### Given entries
• • • • • • •

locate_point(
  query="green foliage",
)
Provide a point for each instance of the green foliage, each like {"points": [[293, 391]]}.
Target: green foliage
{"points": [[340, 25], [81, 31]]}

• • • • • • •

### Instructions to follow
Reformat every line of the entries above as a numbered list, dropping any blank lines.

### The output
1. locate_point(
2.   query="green foliage",
3. )
4. Provide a point for each instance of the green foliage, each like {"points": [[293, 391]]}.
5. Target: green foliage
6. {"points": [[340, 25], [81, 31]]}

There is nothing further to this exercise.